# Dataset records:

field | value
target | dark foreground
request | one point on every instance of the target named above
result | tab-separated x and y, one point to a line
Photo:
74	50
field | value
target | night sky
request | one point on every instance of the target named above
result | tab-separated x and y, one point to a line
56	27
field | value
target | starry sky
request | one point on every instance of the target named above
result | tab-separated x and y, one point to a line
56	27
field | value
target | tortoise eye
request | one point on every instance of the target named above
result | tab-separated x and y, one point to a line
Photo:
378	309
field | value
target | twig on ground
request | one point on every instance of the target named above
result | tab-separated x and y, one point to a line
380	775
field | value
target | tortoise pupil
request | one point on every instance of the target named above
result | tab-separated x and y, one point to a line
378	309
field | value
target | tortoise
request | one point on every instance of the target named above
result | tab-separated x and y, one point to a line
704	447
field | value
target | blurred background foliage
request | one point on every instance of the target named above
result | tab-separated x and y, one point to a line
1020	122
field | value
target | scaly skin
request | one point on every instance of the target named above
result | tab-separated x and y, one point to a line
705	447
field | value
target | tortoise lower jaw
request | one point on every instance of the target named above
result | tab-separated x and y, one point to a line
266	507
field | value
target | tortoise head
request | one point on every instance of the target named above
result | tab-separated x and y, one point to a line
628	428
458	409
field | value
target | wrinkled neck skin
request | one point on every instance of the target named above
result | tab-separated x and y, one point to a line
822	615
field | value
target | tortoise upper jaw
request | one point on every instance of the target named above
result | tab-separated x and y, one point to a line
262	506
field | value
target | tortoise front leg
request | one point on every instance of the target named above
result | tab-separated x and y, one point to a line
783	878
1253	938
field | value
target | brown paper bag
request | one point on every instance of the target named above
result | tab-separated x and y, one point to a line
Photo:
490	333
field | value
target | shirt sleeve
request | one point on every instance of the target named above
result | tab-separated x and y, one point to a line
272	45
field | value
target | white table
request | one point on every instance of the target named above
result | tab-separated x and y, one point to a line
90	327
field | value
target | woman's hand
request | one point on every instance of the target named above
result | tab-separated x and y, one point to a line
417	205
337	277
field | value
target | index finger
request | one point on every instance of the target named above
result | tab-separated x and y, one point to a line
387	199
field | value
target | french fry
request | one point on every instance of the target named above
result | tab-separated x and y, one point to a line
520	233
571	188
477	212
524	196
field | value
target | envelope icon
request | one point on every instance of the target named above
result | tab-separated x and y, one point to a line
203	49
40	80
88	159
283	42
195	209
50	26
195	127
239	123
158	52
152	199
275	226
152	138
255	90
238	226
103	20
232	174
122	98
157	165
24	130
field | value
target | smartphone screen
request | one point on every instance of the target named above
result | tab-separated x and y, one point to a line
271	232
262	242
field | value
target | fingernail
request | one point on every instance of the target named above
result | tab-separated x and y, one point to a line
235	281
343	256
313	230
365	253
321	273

--

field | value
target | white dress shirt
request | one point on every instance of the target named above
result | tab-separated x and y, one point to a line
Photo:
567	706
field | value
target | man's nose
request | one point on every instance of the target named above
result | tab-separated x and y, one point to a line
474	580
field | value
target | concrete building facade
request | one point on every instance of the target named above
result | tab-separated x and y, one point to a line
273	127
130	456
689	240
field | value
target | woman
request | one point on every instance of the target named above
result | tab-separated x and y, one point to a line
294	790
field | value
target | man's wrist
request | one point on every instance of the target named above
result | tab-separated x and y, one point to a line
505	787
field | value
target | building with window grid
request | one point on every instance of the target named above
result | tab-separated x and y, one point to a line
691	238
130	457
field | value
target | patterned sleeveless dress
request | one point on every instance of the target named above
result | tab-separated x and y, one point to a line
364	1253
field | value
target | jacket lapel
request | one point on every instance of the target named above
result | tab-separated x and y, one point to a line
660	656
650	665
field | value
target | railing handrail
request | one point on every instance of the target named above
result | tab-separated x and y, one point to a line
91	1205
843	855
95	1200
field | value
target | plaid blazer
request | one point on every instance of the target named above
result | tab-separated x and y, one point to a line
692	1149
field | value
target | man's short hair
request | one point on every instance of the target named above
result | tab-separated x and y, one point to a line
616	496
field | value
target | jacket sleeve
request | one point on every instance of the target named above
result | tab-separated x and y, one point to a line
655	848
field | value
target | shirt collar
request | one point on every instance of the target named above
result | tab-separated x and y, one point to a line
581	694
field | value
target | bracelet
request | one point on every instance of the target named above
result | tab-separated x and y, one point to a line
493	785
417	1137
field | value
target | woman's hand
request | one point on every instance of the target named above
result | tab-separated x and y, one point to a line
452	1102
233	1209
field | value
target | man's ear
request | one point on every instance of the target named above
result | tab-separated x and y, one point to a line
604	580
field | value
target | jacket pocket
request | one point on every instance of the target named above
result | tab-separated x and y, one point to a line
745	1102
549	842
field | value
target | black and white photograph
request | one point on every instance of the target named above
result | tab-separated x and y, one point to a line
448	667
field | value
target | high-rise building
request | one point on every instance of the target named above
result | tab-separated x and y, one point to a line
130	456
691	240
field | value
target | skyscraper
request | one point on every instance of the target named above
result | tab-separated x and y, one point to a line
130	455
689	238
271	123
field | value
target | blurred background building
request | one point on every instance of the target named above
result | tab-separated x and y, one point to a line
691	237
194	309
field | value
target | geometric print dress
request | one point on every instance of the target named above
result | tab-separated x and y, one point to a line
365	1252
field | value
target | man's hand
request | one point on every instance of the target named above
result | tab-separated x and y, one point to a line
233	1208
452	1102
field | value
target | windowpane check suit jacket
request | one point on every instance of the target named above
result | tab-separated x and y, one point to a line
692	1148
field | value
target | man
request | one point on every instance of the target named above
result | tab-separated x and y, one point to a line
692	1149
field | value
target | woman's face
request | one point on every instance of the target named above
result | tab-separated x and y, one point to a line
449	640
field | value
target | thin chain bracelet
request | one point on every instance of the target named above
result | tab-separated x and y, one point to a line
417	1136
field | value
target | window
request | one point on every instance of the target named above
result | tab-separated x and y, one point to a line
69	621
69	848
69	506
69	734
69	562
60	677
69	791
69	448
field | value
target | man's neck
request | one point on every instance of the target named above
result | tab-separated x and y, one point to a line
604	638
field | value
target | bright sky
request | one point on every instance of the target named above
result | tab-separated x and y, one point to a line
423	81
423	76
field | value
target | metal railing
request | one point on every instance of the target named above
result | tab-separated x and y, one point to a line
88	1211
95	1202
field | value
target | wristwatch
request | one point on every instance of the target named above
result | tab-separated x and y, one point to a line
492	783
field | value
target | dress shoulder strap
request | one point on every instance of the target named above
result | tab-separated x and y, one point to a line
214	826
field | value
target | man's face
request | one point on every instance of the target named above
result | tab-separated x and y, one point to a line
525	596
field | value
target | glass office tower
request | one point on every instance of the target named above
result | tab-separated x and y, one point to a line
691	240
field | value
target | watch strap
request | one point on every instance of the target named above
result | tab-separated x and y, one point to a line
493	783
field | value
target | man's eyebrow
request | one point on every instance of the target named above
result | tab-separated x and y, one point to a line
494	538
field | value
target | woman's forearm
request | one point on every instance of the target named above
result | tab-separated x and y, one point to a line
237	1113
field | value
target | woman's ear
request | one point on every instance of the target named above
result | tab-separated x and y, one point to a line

# Problem statement:
Every line above in which the word "dress" occurs needs to be copied.

# Written solution:
target | white dress shirt
target | patterned sleeveless dress
target | geometric print dress
target | dress shoulder strap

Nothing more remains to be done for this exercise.